§ EXERCISE DESCRIPTION
Render the listing as a numbered list, with blank lines dropped, from the line containing "Hi annotator! Your" through the line containing "515, 306, 531]]", both lines included. Omit the pictures.
## begin PROVIDED DATA
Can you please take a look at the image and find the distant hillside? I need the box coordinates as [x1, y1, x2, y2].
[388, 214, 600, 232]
## end PROVIDED DATA
## begin PROVIDED DATA
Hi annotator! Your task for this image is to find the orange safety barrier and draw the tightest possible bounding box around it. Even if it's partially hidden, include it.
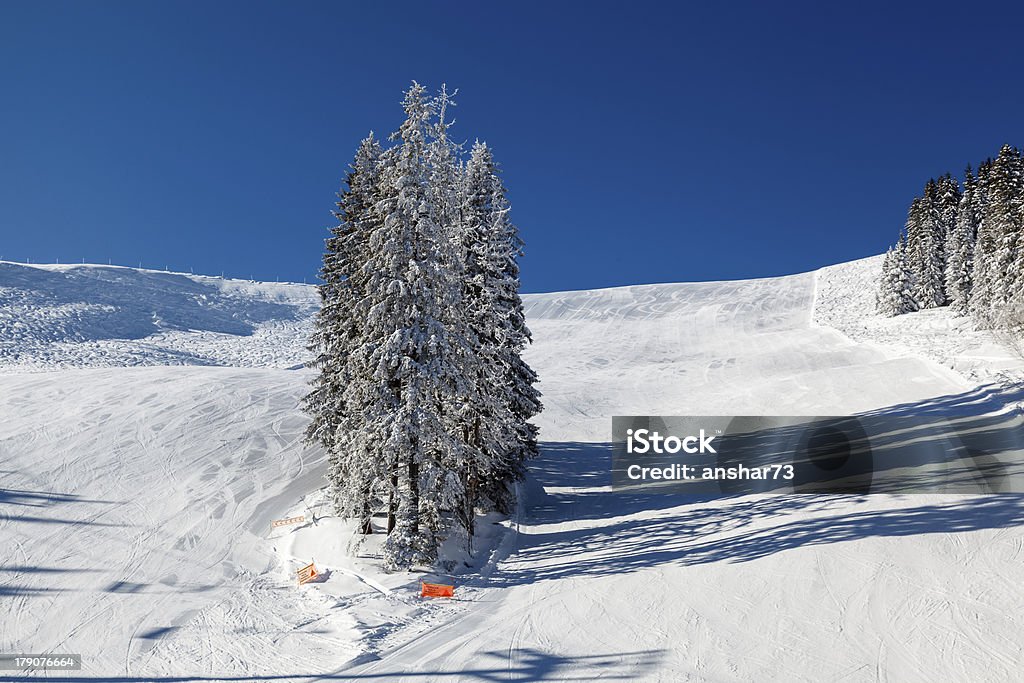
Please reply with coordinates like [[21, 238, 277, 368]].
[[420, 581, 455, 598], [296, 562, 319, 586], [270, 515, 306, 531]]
## end PROVIDED DATA
§ RESPONSE TO THE EXERCISE
1. Hi annotator! Your task for this image is to find the orange safety barrier and draw the tightest possible bounding box around it. Even if it's partially hidden, include it.
2. Please reply with coordinates like [[21, 238, 277, 368]].
3. [[420, 581, 455, 598], [296, 562, 319, 586], [270, 515, 306, 531]]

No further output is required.